Text block:
══════════════════════════════

Before we get to the interview, some context: In February 2014, Ukrainians pushed out President Viktor Yanukovych, widely reviled for both tolerating corruption and delaying and then rejecting a popular agreement that tied the country closer to the European Union. Mr. Yanukovych escaped to Moscow, where Vladimir Putin gave him refuge.

The next month, Mr. Putin seized the Ukrainian Crimea and in April he invaded eastern Ukraine, taking control of a significant amount of Ukrainian territory in a war that continues today.

At about the same time, Mr. Biden’s son Hunter joined the board of Burisma, Ukraine’s largest gas company, along with Devon Archer, a longtime associate of then-Secretary of State John Kerry. The younger Mr. Biden received as much as $600,000 a year for attending a handful of company meetings, despite his complete lack of experience in the energy business or Ukraine.

══════════════════════════════

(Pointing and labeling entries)
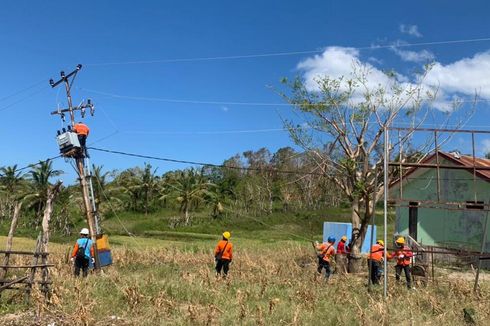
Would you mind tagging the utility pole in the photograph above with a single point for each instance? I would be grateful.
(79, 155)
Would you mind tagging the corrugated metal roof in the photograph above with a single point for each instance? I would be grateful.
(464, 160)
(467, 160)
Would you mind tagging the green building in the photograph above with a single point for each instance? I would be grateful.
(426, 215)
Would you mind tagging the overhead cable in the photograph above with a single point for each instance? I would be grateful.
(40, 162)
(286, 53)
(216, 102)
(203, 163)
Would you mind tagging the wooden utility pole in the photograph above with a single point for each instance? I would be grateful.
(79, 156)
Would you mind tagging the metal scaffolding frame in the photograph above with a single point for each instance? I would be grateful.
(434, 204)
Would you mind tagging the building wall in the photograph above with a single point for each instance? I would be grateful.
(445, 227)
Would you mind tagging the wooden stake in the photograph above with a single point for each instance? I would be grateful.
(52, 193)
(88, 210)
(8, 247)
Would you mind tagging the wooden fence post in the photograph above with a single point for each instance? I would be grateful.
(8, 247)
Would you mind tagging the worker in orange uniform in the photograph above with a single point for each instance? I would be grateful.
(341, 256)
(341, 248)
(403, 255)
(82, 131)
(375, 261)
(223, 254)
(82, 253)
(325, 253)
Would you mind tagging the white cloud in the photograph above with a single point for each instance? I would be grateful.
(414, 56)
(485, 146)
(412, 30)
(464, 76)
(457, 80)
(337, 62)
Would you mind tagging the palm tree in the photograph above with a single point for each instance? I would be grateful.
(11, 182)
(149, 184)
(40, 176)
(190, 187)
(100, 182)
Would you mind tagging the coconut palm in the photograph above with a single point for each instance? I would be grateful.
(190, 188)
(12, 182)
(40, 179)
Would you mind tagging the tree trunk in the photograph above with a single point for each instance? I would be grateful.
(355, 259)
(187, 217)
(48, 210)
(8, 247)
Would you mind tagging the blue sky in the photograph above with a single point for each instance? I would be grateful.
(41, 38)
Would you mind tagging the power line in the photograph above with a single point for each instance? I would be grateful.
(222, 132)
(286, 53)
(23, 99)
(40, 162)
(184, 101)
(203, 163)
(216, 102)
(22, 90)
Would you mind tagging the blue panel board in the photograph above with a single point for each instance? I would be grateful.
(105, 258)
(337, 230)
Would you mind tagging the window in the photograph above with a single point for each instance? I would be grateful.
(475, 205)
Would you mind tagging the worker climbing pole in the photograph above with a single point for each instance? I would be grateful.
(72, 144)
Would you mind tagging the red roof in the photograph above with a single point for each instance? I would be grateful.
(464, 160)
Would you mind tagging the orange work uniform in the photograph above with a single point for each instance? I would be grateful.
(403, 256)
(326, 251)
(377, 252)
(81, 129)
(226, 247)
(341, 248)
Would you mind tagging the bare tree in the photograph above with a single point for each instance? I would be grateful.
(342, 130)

══════════════════════════════

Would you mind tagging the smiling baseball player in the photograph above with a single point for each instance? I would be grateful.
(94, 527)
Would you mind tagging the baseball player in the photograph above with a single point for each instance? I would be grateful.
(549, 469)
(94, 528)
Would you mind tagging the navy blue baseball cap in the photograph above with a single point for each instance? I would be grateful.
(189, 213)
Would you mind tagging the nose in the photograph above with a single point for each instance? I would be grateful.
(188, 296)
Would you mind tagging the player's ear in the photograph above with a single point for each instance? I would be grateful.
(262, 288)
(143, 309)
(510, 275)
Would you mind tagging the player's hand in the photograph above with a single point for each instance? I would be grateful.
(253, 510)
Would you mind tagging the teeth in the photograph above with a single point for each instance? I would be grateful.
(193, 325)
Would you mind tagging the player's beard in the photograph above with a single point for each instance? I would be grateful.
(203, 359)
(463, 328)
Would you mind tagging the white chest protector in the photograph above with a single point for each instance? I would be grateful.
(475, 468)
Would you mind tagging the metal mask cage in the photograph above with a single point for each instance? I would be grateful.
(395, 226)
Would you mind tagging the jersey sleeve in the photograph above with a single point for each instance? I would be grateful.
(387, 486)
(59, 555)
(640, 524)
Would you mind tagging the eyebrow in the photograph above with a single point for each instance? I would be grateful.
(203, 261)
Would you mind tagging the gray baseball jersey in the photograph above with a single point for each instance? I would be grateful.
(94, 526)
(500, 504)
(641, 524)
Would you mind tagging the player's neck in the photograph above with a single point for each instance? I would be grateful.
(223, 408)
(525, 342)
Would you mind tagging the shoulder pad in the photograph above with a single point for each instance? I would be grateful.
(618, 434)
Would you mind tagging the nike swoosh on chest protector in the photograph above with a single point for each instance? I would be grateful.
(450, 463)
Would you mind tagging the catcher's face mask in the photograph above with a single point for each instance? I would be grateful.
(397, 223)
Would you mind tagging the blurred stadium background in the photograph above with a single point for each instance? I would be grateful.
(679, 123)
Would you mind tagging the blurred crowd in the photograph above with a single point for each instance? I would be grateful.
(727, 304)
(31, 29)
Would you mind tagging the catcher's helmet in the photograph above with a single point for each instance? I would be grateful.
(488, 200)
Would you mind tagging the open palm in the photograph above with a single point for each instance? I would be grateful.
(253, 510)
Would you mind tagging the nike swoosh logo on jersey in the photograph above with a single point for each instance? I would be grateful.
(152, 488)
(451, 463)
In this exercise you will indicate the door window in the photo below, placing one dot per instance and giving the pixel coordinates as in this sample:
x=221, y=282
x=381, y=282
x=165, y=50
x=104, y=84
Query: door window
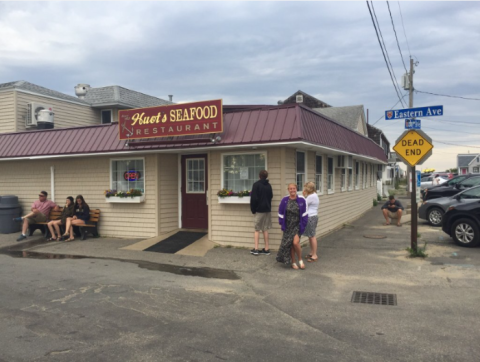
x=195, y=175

══════════════════════════════

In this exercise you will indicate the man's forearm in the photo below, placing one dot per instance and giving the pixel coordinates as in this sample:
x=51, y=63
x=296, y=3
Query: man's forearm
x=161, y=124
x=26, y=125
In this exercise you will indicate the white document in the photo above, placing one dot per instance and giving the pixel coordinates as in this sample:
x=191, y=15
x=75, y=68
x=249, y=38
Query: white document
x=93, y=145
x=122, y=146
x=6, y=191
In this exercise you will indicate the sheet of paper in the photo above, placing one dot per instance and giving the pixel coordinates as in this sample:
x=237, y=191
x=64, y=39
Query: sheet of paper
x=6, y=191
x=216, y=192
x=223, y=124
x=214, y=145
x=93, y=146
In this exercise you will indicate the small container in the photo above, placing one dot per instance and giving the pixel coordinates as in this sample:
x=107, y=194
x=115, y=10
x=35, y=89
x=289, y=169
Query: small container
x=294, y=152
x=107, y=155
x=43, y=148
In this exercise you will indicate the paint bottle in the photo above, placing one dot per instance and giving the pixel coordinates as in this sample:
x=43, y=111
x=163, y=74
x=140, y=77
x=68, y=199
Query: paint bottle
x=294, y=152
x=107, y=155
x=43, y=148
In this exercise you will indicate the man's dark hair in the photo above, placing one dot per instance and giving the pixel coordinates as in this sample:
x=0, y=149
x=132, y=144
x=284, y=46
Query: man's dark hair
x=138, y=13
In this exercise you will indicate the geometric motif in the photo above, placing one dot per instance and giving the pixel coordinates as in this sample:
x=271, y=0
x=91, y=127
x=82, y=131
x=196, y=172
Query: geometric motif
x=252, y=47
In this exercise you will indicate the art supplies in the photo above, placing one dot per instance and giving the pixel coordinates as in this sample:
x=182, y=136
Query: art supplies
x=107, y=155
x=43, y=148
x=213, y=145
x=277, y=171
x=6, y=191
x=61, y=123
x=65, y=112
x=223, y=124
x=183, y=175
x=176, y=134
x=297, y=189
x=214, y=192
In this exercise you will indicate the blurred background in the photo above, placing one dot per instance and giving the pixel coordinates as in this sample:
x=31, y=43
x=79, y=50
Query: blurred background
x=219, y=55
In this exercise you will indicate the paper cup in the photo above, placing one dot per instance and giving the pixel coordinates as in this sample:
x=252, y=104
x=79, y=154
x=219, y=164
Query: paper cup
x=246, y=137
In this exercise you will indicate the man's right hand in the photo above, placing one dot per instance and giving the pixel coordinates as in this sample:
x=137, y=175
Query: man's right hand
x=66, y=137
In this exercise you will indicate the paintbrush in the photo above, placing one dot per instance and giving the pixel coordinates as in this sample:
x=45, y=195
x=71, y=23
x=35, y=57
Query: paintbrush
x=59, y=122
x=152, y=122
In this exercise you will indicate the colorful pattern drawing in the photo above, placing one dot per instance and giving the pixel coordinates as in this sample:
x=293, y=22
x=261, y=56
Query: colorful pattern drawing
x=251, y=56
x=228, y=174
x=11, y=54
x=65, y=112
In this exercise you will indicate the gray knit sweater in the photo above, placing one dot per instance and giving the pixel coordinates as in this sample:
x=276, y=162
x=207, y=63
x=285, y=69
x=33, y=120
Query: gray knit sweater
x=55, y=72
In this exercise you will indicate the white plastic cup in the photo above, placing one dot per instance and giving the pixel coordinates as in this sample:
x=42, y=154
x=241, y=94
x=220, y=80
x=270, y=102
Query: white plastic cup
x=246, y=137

══════════════════════════════

Aim of the task: In the Ukraine passage above, can you give everything from "Before we get" down to "gave him refuge." again, changing "Moscow" to "the Russian capital"?

Output for this exercise:
Before we get to the interview, some context: In February 2014, Ukrainians pushed out President Viktor Yanukovych, widely reviled for both tolerating corruption and delaying and then rejecting a popular agreement that tied the country closer to the European Union. Mr. Yanukovych escaped to the Russian capital, where Vladimir Putin gave him refuge.